▶ **PASSAGE GIVEN**
•••
When a mysterious album of nine experimental electronic trance mixes of the same tune was released in 1993, no one could quite believe who was responsible…
Towards the end of 1993, an album started arriving in the offices of the British music press. It came in a plain white sleeve with a limited edition number printed on it, which – SPOILER ALERT! – made it look a little like ‘The Beatles’, aka ‘The White Album’. Inside were two clear vinyl discs, one with a green label, the other with a red one, both featuring a cute graphic of an American firefighter with a hose.
The only other text on the whole package was the enigmatic phrase, ‘Strawberries Oceans Ships Forest’. The music was on-message trance-like electronic weirdness, too slow for the dancefloors of the house generation, but just right for smoking a large amount of reefer to take the edge off the speedy E you took a few hours earlier. It was great stuff, but who was it?
The truth soon leaked out. The Fireman was in fact ex-Beatle Paul McCartney, in cosmic cahoots with Killing Joke bassist/producer Youth. It all started with Youth taking a call from his manager that might have come straight from a Brian Pern documentary.
“Keep your phone on,” he barked. “McCartney’s going ring you in an hour. I don’t know what it’s about, but make sure you take the call.”
McCartney did call, and revealed that he was looking to commission of raft of remixes from his then new album, ‘Off The Ground’. Perhaps he was in a cosmic state of mind, having just dusted off a Beatles-era composition ‘Cosmically Conscious’ for the sessions, but there was something about Youth he liked the sound and look of.
•••
▶ **DATA SECTION**
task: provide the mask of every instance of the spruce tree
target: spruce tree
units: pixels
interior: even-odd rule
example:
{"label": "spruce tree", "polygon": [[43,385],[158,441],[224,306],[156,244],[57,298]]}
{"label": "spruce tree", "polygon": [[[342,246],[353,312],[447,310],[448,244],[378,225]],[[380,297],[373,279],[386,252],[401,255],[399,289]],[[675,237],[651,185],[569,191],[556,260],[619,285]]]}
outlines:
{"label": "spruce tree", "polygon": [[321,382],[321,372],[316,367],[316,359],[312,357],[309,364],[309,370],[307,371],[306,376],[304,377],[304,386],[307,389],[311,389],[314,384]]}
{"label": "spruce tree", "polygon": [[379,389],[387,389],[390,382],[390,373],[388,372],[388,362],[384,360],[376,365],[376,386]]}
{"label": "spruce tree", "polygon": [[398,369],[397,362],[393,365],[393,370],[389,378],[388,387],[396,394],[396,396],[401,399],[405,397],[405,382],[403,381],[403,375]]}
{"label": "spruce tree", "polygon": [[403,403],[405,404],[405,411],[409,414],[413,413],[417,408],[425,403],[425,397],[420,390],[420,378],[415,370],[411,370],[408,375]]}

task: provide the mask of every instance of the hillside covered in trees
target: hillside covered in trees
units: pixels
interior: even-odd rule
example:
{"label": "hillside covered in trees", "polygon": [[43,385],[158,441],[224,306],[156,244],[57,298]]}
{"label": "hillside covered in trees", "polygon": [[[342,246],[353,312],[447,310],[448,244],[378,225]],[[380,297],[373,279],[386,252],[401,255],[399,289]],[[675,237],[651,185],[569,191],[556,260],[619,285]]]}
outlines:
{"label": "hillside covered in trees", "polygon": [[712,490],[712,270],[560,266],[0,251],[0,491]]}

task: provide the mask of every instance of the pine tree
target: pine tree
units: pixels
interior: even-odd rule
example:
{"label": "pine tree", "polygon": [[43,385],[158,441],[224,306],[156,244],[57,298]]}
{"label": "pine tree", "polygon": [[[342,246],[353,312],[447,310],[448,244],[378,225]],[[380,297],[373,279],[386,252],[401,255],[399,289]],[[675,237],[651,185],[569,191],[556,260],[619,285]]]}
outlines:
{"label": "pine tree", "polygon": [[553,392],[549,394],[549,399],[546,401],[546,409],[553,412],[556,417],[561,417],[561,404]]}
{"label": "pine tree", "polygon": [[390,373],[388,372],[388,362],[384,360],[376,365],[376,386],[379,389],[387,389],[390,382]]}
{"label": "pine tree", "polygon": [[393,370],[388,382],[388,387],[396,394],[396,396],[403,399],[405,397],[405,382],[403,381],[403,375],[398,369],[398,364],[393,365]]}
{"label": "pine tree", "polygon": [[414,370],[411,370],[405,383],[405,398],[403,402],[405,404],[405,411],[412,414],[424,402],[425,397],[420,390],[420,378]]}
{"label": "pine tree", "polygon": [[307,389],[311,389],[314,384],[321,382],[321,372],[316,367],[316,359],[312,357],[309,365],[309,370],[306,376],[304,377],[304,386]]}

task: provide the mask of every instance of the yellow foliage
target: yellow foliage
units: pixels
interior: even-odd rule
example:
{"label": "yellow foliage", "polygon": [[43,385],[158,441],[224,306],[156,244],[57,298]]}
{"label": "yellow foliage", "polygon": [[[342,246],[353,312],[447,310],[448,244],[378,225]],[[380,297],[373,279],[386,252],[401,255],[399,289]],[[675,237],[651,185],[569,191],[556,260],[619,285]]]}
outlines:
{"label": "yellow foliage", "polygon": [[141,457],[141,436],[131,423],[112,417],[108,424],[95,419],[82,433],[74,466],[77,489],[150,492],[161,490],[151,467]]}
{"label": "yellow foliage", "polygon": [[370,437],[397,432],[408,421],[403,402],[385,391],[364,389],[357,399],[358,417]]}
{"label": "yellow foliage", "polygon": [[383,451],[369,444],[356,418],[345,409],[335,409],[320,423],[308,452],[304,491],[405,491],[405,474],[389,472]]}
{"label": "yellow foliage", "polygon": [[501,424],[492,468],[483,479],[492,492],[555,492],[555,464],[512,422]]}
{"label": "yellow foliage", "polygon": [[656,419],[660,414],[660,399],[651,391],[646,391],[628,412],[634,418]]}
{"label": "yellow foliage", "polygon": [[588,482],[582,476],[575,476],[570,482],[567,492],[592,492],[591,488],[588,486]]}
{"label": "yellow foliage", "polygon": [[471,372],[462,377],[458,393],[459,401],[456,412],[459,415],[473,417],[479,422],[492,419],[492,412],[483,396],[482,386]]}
•••
▶ **PROBLEM STATEMENT**
In the passage about the 1993 Fireman album above, list each word of the enigmatic phrase that was the only other text on the package.

▶ **FINISHED EXERCISE**
Strawberries
Oceans
Ships
Forest